++++ Text segment ++++

INITIATIVES TAKEN BY CORPORATIONS: GOING BEYOND LAW ENFORCEMENT

A good corporate governance demand to go beyond the letter of the laws in matters like pollution, standards of operational and product safety, energy and resource conservation. Ethical behavior is important since government, laws; lawyers cannot do everything to protect society. Technology races ahead much faster than the government can regulate. People in an industry often know the dangers in a particular technology better than the government regulator who sit at a distance. Also often question is asked whether it is possible to maintain an equitable balance in environmental protection. There are many leading corporations which have taken some initiative to fulfill their social responsibility. Big corporations like TATA, Reliance etc. have taken some appropriate steps in the field of Health care, Education, Community Projects and social Programmes voluntarily. It shows that corporations are also going beyond their obligations fixed by different laws.

++++ Records supplied ++++

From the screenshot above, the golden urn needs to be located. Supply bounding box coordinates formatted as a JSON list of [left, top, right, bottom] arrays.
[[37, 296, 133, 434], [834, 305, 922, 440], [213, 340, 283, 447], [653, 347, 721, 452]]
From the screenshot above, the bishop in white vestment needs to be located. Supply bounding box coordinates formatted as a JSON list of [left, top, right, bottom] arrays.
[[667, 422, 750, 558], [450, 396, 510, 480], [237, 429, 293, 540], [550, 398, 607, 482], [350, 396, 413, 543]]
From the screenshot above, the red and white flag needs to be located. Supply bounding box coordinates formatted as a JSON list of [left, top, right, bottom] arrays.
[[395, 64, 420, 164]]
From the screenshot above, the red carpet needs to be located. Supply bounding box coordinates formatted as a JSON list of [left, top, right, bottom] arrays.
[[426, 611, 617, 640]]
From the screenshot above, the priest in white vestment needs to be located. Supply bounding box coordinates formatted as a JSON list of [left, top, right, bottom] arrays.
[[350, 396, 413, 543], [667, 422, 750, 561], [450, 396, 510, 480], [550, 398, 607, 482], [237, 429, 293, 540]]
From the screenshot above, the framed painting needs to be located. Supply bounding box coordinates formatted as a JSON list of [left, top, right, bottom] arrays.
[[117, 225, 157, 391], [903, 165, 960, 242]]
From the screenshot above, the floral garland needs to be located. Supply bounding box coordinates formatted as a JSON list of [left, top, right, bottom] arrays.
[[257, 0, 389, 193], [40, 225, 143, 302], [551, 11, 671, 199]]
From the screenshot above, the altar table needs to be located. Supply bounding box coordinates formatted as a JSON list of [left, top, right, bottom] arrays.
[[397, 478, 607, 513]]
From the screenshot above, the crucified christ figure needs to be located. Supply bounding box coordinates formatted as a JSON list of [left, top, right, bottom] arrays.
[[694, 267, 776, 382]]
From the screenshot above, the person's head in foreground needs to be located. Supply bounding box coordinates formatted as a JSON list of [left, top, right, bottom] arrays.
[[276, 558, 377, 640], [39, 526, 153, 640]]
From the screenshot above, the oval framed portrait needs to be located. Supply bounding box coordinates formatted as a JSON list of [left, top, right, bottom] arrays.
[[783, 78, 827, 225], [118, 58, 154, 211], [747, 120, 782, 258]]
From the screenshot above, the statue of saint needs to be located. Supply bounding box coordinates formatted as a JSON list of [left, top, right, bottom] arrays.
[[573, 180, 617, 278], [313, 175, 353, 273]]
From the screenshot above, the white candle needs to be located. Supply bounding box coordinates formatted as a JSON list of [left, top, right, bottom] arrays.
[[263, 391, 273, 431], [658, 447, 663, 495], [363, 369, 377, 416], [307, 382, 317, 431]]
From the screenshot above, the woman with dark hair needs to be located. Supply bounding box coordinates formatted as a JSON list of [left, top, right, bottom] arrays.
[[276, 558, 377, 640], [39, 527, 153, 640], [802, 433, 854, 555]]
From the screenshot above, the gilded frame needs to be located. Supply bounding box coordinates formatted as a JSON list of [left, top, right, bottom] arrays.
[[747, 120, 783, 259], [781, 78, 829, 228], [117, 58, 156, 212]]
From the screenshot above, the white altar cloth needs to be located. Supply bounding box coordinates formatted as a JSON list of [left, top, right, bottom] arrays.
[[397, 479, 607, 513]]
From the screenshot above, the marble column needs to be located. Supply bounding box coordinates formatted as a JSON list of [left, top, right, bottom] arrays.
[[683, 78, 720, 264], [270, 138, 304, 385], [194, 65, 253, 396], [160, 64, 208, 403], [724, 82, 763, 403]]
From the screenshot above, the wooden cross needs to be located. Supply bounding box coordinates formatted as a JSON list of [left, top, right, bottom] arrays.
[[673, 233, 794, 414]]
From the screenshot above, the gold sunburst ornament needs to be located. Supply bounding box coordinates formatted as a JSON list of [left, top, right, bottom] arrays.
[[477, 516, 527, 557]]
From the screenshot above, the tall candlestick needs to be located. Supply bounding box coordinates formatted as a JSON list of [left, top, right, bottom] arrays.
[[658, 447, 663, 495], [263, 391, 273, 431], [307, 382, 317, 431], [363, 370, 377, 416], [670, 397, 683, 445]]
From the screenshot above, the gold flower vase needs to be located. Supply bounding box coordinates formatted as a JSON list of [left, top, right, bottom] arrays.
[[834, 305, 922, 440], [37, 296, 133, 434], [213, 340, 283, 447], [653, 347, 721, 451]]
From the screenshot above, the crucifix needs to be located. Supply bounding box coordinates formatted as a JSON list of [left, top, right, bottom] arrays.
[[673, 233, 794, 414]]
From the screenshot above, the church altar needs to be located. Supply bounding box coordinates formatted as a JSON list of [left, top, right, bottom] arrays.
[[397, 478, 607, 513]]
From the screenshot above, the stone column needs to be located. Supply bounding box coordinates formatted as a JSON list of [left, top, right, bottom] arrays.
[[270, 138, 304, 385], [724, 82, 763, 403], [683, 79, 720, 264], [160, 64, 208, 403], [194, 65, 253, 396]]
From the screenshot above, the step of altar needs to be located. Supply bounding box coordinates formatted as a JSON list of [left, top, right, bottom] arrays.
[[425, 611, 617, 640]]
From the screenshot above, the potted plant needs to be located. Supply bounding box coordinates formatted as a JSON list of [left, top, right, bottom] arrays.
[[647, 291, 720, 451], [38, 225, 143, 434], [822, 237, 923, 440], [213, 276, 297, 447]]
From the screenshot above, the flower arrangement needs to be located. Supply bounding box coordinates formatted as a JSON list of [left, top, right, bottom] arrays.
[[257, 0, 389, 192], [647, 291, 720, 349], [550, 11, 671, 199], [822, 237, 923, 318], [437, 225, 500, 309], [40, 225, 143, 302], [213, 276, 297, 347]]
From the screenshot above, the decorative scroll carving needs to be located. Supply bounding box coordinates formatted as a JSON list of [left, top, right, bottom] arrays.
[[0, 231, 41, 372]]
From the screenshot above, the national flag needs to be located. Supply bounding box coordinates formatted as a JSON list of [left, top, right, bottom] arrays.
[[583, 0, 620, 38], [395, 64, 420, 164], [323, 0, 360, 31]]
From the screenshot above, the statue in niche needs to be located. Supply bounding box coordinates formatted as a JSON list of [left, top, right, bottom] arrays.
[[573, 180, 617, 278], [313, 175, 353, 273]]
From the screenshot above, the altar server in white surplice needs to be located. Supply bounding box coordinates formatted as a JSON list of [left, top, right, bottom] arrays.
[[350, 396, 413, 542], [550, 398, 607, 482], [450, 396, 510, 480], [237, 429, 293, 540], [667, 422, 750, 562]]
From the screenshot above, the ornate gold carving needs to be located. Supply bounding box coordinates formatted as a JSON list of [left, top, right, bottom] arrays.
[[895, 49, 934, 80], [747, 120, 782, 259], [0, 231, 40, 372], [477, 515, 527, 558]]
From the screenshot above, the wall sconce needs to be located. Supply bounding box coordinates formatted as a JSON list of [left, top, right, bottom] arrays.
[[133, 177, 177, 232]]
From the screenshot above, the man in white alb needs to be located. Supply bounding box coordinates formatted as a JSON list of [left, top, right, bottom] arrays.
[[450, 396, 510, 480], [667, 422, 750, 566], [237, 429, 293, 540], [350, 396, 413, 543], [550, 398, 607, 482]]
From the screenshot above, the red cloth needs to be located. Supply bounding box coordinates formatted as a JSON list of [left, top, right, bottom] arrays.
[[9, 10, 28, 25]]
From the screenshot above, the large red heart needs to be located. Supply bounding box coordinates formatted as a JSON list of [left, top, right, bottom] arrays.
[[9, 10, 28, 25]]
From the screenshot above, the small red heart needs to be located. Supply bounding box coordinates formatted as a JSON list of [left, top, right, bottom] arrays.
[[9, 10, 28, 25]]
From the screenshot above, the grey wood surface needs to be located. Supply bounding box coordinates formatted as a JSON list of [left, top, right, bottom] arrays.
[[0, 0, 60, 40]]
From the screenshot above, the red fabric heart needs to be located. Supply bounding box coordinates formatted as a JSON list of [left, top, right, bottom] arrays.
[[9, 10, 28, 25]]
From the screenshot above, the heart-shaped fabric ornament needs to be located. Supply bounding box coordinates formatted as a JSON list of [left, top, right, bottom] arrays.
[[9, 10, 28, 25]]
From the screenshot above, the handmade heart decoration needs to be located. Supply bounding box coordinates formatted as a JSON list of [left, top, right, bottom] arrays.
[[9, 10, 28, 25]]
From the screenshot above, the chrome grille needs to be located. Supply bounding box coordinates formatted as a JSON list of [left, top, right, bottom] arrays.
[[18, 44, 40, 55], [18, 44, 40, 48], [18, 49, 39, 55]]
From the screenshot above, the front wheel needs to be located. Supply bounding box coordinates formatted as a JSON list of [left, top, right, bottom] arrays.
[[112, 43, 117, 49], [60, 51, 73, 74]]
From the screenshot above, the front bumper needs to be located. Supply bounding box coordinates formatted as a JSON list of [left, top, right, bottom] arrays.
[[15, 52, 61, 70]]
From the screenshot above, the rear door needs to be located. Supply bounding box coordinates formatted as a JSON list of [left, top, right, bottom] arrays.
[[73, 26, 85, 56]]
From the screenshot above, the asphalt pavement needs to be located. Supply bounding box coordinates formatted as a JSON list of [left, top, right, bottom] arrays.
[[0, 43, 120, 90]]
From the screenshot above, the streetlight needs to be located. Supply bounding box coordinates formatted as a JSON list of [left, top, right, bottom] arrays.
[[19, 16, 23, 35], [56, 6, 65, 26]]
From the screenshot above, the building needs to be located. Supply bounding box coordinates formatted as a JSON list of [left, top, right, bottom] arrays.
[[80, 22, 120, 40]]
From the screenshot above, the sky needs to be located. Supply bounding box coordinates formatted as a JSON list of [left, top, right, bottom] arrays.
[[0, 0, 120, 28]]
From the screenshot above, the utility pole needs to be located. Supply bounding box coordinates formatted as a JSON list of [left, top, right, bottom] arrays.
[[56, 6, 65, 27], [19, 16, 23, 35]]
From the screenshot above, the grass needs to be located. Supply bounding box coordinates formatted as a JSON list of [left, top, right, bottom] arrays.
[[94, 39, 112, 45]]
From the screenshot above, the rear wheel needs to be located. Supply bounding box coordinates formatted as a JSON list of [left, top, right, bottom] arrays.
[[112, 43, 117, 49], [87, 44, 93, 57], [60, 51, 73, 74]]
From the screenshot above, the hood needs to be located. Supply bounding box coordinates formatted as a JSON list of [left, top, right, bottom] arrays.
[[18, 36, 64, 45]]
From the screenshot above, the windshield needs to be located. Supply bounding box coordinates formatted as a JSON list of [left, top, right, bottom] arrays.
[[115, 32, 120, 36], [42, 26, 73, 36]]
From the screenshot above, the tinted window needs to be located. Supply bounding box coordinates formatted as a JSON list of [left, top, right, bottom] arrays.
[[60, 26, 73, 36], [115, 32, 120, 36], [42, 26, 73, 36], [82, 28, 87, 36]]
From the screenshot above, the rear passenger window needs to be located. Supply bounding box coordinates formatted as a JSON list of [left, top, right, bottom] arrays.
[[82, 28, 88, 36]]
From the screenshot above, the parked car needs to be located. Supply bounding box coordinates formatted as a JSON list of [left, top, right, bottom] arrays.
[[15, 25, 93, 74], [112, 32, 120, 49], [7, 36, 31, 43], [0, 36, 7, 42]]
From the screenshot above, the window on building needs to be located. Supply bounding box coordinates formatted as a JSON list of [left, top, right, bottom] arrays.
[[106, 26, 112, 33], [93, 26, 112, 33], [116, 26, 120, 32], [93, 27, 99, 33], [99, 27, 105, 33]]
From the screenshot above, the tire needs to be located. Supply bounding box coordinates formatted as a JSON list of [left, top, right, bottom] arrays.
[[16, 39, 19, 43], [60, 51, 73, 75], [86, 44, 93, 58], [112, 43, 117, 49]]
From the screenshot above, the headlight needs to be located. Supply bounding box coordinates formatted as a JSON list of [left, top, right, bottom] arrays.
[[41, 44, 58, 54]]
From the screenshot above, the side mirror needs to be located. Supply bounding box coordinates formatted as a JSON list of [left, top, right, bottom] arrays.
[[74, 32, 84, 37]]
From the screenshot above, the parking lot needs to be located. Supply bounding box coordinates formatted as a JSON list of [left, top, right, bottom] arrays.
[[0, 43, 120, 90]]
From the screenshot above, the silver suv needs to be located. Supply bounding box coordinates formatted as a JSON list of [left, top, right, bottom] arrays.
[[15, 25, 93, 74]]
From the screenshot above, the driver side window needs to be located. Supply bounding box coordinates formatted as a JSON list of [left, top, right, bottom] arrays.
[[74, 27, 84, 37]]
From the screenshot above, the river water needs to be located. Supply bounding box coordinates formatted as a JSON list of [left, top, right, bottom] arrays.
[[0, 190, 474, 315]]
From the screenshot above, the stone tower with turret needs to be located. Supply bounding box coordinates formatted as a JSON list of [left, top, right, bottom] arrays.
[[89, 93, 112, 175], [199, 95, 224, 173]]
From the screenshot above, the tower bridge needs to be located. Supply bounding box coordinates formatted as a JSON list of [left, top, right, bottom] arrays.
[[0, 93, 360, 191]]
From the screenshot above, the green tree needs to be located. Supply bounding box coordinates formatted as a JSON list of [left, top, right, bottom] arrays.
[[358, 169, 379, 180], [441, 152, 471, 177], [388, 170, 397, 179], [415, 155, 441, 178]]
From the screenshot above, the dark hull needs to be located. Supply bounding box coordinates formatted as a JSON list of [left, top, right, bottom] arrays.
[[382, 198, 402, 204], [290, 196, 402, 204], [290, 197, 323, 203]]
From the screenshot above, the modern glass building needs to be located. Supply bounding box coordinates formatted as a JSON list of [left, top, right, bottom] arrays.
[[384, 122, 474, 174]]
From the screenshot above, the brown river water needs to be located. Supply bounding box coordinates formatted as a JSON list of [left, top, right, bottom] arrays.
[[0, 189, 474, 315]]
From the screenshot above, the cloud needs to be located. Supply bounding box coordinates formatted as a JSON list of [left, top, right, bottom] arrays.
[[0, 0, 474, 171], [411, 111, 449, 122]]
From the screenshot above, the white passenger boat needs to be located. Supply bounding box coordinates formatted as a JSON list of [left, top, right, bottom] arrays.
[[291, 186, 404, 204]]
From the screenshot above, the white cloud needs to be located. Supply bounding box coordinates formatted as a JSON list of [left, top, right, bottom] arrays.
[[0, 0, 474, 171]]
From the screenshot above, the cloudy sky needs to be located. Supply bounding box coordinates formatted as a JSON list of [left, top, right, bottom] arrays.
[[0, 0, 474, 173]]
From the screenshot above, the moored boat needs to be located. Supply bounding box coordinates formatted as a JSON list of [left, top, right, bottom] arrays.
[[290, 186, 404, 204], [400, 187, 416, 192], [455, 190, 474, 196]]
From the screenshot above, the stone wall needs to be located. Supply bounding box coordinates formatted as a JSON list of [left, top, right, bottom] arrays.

++++

Quote the full passage on corporations going beyond law enforcement, word for word.

- [Task answer]
INITIATIVES TAKEN BY CORPORATIONS: GOING BEYOND LAW ENFORCEMENT

A good corporate governance demand to go beyond the letter of the laws in matters like pollution, standards of operational and product safety, energy and resource conservation. Ethical behavior is important since government, laws; lawyers cannot do everything to protect society. Technology races ahead much faster than the government can regulate. People in an industry often know the dangers in a particular technology better than the government regulator who sit at a distance. Also often question is asked whether it is possible to maintain an equitable balance in environmental protection. There are many leading corporations which have taken some initiative to fulfill their social responsibility. Big corporations like TATA, Reliance etc. have taken some appropriate steps in the field of Health care, Education, Community Projects and social Programmes voluntarily. It shows that corporations are also going beyond their obligations fixed by different laws.